Where the line containing "negative clicks: (238, 460)" appears, start copying; continue through the last line below and copy nothing else.

* Given data
=-=-=-=-=
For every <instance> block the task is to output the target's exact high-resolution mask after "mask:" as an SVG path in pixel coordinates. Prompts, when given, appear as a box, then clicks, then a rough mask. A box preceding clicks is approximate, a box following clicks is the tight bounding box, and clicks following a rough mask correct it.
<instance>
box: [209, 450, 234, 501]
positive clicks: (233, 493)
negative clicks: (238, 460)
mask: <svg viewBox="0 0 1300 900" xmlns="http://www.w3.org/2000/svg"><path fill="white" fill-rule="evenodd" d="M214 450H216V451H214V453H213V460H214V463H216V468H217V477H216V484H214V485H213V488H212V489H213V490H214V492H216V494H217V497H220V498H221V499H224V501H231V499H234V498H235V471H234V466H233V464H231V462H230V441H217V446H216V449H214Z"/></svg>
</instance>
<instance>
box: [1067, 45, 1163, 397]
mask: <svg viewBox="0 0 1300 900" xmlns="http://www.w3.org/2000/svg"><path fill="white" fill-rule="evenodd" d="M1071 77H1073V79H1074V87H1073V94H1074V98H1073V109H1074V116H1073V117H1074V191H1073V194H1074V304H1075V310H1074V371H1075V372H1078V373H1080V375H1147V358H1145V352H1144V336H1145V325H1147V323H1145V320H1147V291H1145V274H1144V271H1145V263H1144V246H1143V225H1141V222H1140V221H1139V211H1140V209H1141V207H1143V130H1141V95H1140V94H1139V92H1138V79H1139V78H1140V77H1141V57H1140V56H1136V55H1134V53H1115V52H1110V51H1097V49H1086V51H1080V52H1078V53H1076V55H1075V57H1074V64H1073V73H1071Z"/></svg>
=-=-=-=-=
* Answer space
negative clicks: (238, 460)
mask: <svg viewBox="0 0 1300 900" xmlns="http://www.w3.org/2000/svg"><path fill="white" fill-rule="evenodd" d="M214 450H216V451H214V453H213V460H214V463H216V468H217V477H216V484H214V485H213V488H212V489H213V490H214V492H216V494H217V497H220V498H221V499H224V501H231V499H234V498H235V471H234V466H233V464H231V462H230V441H217V446H216V449H214Z"/></svg>
</instance>
<instance>
box: [1067, 45, 1163, 397]
mask: <svg viewBox="0 0 1300 900" xmlns="http://www.w3.org/2000/svg"><path fill="white" fill-rule="evenodd" d="M1071 77H1073V79H1074V87H1073V94H1074V98H1073V109H1074V116H1073V117H1074V191H1073V194H1074V304H1075V310H1074V371H1075V372H1078V373H1080V375H1147V358H1145V352H1144V336H1145V325H1147V323H1145V320H1147V291H1145V274H1144V271H1145V263H1144V246H1143V225H1141V222H1140V221H1139V211H1140V209H1141V207H1143V130H1141V95H1140V94H1139V92H1138V79H1139V78H1140V77H1141V57H1140V56H1136V55H1134V53H1115V52H1110V51H1097V49H1086V51H1080V52H1078V53H1076V55H1075V57H1074V64H1073V73H1071Z"/></svg>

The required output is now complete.